> Required actions:
A: Which sources of poll listings are named in the passage about polling sources?
B: Can you pull out the part of the passage about polling sources that runs from "This is a big" up to and including "take a look at.", copied word for word?

> Document segment:
"""

However, Mr. Wright gave me enough material to respond to that I just let it be.  While I knew that it was unlikely, I also knew that it was certainly not impossible that I could be missing some polls from 2009 and thus I asked him for the first time to provide his source.  This week Mr. Wright is now claiming his source as nodice.ca and that his source this whole time has been not just 2009 polls but also some 2008 polls (presumably also from nodice.ca).

(makes Scooby-Doo “Ruh-roh” sound)

This is a big problem for Mr. Wright as nodice.ca contains nowhere even close to an exhaustive list of all polls.

The Paulitics Polling Resource and Wikipedia both documented a total 33 polls between the start of 2009 and when this whole episode blew up (two new polls have since been released, neither of which is by Ipsos Reid).  At only 12 polls, Nodice has less than half of all the polls conducted in 2009 and this is the source John Wright has been using (in addition to 2008 polls which I haven’t analysed once yet, but which I would be happy to take a look at.

"""

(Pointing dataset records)
"""

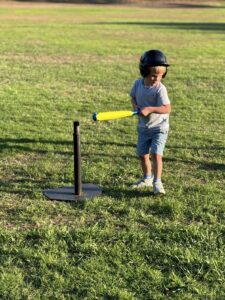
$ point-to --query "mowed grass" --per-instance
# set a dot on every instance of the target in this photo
(60, 63)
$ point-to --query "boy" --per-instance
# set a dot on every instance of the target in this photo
(149, 95)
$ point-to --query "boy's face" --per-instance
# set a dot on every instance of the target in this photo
(155, 77)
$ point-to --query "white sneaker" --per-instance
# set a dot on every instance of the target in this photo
(143, 183)
(158, 188)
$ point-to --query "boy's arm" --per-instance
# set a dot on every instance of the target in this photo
(163, 109)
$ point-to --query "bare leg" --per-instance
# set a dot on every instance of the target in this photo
(146, 164)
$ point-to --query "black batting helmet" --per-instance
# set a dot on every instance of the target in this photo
(152, 58)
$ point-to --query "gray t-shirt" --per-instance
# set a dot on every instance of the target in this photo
(151, 96)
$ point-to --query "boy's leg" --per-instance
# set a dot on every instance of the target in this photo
(146, 165)
(157, 165)
(157, 148)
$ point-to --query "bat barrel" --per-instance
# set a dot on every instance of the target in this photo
(94, 117)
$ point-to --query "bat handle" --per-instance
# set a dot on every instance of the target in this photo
(94, 116)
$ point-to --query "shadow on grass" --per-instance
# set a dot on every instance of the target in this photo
(28, 145)
(158, 4)
(119, 193)
(213, 26)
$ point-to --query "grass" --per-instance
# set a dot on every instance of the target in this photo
(61, 63)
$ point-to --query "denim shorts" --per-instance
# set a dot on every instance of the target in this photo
(151, 141)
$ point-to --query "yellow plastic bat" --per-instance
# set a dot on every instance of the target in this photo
(113, 115)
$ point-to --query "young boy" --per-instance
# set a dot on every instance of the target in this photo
(149, 95)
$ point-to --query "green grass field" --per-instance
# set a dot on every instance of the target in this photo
(60, 63)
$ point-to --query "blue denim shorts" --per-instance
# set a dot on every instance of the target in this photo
(151, 141)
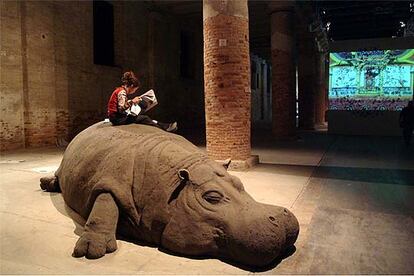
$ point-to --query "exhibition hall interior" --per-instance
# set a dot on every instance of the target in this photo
(206, 137)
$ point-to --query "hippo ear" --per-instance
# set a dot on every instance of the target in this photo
(183, 174)
(226, 163)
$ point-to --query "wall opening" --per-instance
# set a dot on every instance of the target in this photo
(187, 55)
(103, 33)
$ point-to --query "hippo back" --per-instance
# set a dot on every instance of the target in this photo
(132, 162)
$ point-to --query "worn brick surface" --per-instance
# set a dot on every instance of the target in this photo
(227, 87)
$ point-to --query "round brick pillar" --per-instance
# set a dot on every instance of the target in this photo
(307, 78)
(321, 92)
(283, 69)
(227, 79)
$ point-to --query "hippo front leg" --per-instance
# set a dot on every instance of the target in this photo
(100, 228)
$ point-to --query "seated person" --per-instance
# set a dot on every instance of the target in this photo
(119, 104)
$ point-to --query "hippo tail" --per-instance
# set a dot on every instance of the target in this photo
(50, 184)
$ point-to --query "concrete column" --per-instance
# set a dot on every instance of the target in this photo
(283, 69)
(307, 71)
(321, 92)
(227, 80)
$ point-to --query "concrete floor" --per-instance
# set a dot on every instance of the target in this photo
(353, 197)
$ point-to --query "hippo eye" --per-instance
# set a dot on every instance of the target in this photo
(212, 197)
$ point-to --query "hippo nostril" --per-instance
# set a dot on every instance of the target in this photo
(273, 221)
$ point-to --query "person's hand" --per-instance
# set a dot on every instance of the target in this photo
(136, 100)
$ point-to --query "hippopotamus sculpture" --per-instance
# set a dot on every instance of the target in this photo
(156, 187)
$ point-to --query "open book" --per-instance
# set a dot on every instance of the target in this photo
(148, 101)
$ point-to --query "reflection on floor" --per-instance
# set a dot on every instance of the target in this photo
(353, 197)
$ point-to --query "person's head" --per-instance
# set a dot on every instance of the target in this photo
(130, 82)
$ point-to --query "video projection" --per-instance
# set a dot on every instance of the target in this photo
(371, 80)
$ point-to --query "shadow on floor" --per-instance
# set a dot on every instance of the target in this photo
(373, 175)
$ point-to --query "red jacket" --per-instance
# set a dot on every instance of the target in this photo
(113, 102)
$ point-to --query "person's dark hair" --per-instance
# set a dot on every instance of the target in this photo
(129, 79)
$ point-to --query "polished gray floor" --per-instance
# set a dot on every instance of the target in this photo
(353, 196)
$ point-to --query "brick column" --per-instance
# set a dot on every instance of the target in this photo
(307, 72)
(283, 69)
(227, 80)
(321, 92)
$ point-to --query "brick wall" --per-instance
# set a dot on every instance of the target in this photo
(11, 85)
(227, 87)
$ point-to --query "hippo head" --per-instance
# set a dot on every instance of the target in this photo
(212, 214)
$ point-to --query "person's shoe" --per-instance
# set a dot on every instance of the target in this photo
(172, 127)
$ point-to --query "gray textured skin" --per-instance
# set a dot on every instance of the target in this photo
(157, 187)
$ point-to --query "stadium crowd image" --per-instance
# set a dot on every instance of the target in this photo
(206, 137)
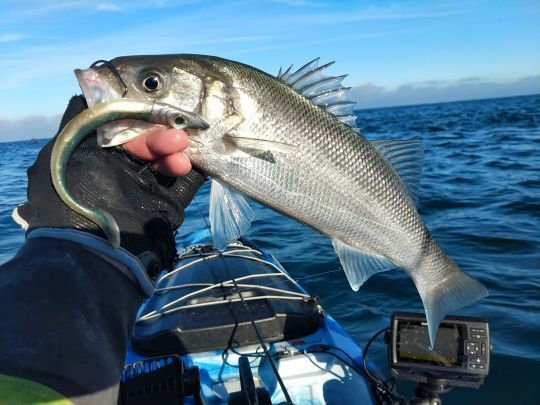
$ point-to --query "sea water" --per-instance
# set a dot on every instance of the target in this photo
(479, 196)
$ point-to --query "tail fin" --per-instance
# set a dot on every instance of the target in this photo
(455, 292)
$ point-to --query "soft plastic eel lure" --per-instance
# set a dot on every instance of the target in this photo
(87, 121)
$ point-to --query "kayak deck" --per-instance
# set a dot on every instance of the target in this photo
(196, 313)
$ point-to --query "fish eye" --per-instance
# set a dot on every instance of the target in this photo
(152, 82)
(179, 122)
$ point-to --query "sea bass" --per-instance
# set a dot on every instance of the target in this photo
(290, 143)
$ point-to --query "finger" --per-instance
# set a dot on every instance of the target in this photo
(175, 164)
(154, 144)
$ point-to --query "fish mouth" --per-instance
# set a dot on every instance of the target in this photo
(97, 89)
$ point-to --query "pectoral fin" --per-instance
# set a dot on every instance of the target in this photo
(230, 215)
(359, 266)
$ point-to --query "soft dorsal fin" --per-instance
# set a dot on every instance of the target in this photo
(406, 157)
(359, 266)
(325, 91)
(230, 215)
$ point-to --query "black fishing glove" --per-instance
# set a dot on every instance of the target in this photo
(148, 206)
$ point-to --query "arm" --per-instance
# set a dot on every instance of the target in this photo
(68, 300)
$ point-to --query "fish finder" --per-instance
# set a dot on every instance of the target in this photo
(460, 357)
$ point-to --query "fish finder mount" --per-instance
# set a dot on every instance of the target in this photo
(460, 358)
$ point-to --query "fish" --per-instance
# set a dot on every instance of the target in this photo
(82, 124)
(290, 142)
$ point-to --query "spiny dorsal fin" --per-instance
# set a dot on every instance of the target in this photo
(325, 91)
(406, 157)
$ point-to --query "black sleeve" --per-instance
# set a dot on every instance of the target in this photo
(66, 317)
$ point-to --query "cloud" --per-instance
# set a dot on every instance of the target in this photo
(108, 7)
(35, 126)
(369, 95)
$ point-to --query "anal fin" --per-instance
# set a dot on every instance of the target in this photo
(359, 266)
(440, 299)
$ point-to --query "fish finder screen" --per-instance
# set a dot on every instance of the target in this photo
(413, 344)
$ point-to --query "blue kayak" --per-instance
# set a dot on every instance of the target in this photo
(240, 330)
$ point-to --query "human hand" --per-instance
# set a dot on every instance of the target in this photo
(164, 148)
(132, 183)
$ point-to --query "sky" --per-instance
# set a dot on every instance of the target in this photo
(395, 52)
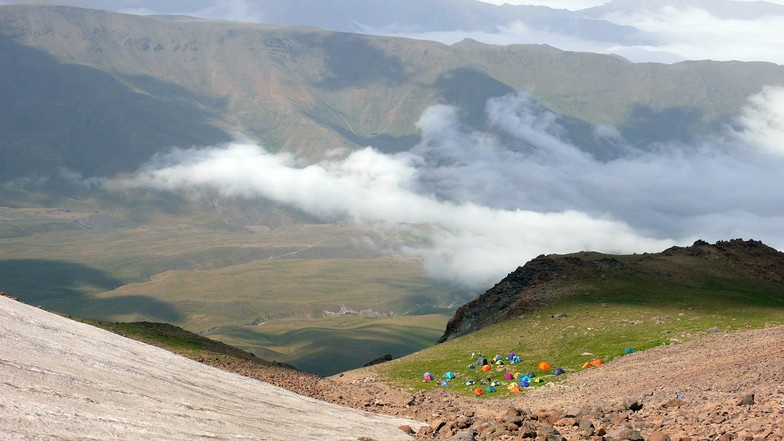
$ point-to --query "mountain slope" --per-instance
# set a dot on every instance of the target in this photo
(65, 379)
(180, 81)
(725, 267)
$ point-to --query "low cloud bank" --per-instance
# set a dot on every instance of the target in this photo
(475, 205)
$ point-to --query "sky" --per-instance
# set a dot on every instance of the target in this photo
(573, 5)
(666, 31)
(475, 205)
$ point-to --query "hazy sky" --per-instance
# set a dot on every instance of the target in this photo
(654, 30)
(574, 5)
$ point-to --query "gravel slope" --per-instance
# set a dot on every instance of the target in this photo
(60, 379)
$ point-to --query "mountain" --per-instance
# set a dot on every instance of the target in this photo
(71, 380)
(96, 93)
(723, 266)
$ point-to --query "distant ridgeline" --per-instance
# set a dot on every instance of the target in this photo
(113, 89)
(736, 272)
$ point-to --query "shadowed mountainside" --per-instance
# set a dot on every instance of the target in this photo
(112, 89)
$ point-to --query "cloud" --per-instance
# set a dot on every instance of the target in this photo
(475, 205)
(695, 34)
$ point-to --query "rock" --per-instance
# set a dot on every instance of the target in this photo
(463, 436)
(569, 422)
(527, 430)
(406, 428)
(633, 405)
(624, 433)
(658, 436)
(586, 426)
(424, 431)
(464, 422)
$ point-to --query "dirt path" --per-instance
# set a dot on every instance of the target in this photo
(60, 379)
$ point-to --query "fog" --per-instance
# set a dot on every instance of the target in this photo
(475, 205)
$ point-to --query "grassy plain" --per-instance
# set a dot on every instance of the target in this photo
(292, 293)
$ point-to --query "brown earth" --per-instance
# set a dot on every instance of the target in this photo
(685, 391)
(690, 391)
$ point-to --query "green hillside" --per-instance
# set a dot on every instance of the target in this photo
(576, 317)
(111, 89)
(293, 292)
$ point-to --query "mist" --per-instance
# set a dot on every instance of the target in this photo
(475, 205)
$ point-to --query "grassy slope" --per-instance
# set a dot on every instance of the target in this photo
(195, 271)
(636, 312)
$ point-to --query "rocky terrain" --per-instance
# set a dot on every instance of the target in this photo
(726, 386)
(60, 379)
(546, 278)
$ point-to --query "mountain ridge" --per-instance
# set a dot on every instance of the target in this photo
(308, 91)
(554, 277)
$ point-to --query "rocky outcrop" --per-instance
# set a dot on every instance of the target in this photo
(547, 278)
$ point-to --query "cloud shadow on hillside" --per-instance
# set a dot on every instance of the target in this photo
(646, 125)
(468, 90)
(71, 116)
(353, 62)
(63, 287)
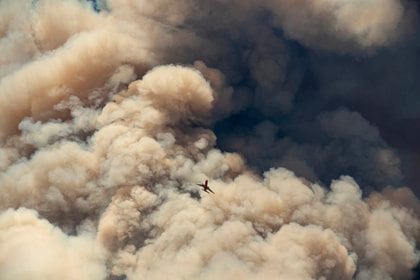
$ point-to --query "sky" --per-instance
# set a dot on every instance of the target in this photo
(304, 116)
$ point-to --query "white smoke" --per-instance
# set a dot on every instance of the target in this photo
(100, 153)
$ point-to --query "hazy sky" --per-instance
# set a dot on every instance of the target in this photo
(304, 115)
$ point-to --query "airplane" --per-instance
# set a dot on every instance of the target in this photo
(205, 187)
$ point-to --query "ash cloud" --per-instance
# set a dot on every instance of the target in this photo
(110, 115)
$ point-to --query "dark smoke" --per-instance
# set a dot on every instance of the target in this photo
(303, 116)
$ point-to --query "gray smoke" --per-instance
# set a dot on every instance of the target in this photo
(108, 120)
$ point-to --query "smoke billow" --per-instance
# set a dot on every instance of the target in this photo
(109, 118)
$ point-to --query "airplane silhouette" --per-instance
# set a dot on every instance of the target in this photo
(205, 187)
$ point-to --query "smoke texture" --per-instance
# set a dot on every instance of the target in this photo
(301, 114)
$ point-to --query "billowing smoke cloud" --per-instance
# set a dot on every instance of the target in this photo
(106, 125)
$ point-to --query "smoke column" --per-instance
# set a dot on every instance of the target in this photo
(112, 111)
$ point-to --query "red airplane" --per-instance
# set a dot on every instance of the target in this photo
(205, 187)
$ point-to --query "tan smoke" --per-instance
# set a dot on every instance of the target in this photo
(101, 153)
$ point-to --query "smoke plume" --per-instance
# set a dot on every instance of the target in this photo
(112, 111)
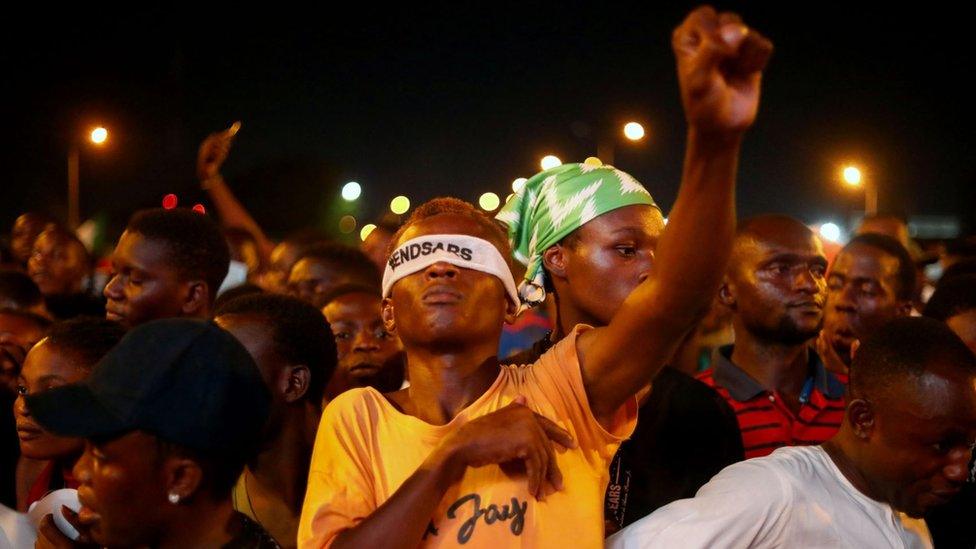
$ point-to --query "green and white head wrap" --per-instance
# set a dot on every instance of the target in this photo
(556, 202)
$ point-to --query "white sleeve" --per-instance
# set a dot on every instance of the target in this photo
(746, 505)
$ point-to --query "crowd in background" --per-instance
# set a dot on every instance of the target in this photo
(573, 368)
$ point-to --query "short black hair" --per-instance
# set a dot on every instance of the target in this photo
(952, 297)
(86, 338)
(18, 291)
(197, 246)
(300, 334)
(959, 268)
(345, 259)
(346, 289)
(42, 323)
(890, 246)
(447, 205)
(221, 470)
(906, 347)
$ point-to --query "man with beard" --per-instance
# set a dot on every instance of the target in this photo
(778, 387)
(369, 355)
(871, 282)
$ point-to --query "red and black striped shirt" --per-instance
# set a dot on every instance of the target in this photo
(766, 423)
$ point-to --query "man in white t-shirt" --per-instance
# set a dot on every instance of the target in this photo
(904, 447)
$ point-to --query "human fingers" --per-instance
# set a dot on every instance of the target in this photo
(555, 432)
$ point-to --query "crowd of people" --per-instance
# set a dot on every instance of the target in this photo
(575, 371)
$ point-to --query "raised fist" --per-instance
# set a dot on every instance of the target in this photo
(213, 152)
(720, 62)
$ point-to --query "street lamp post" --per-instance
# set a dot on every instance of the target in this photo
(97, 136)
(852, 176)
(605, 144)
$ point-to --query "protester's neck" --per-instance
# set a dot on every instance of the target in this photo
(568, 315)
(776, 366)
(442, 384)
(203, 523)
(842, 451)
(282, 468)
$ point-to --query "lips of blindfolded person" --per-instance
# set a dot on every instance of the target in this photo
(776, 285)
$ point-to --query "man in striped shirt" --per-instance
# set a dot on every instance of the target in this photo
(776, 384)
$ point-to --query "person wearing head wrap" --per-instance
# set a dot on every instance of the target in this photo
(589, 232)
(556, 202)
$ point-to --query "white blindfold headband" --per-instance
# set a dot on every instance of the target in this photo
(460, 250)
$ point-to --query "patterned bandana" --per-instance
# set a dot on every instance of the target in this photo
(556, 202)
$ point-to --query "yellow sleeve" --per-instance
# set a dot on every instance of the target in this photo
(340, 482)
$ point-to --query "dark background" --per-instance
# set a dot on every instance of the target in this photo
(459, 100)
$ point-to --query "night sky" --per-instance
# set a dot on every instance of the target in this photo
(459, 100)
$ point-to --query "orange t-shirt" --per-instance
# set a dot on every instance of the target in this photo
(365, 449)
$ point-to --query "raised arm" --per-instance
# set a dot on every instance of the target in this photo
(213, 151)
(719, 63)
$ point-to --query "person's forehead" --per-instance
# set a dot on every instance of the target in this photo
(637, 219)
(143, 253)
(445, 223)
(865, 261)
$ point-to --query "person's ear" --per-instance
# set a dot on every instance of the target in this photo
(862, 417)
(197, 298)
(555, 260)
(726, 293)
(184, 477)
(389, 322)
(293, 382)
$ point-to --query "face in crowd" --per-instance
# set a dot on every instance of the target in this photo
(45, 367)
(445, 304)
(145, 285)
(369, 355)
(863, 293)
(597, 266)
(24, 232)
(58, 263)
(915, 427)
(776, 285)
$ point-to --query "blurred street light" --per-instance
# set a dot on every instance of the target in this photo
(351, 191)
(400, 205)
(854, 177)
(364, 232)
(634, 131)
(489, 202)
(550, 161)
(98, 136)
(518, 184)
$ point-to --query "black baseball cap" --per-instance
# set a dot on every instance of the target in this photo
(186, 381)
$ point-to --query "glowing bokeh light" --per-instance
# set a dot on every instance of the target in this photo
(489, 202)
(364, 232)
(550, 161)
(634, 131)
(99, 135)
(400, 205)
(351, 191)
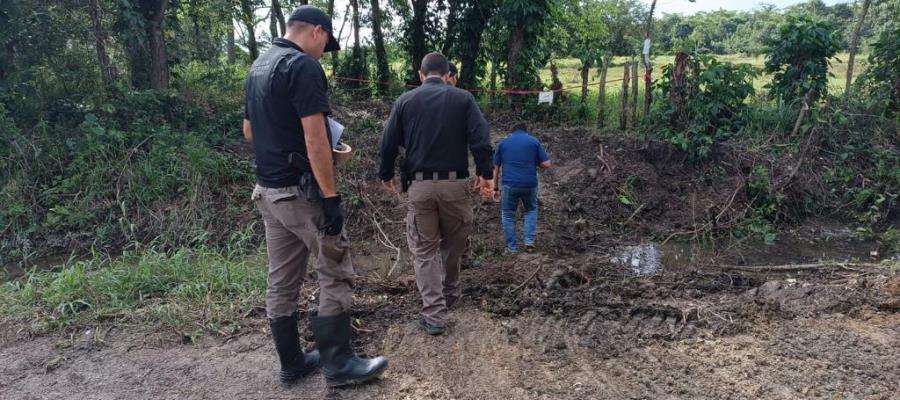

"""

> Complete answers:
A:
- nodice.ca
- The Paulitics Polling Resource
- Wikipedia

B:
This is a big problem for Mr. Wright as nodice.ca contains nowhere even close to an exhaustive list of all polls.

The Paulitics Polling Resource and Wikipedia both documented a total 33 polls between the start of 2009 and when this whole episode blew up (two new polls have since been released, neither of which is by Ipsos Reid).  At only 12 polls, Nodice has less than half of all the polls conducted in 2009 and this is the source John Wright has been using (in addition to 2008 polls which I haven’t analysed once yet, but which I would be happy to take a look at.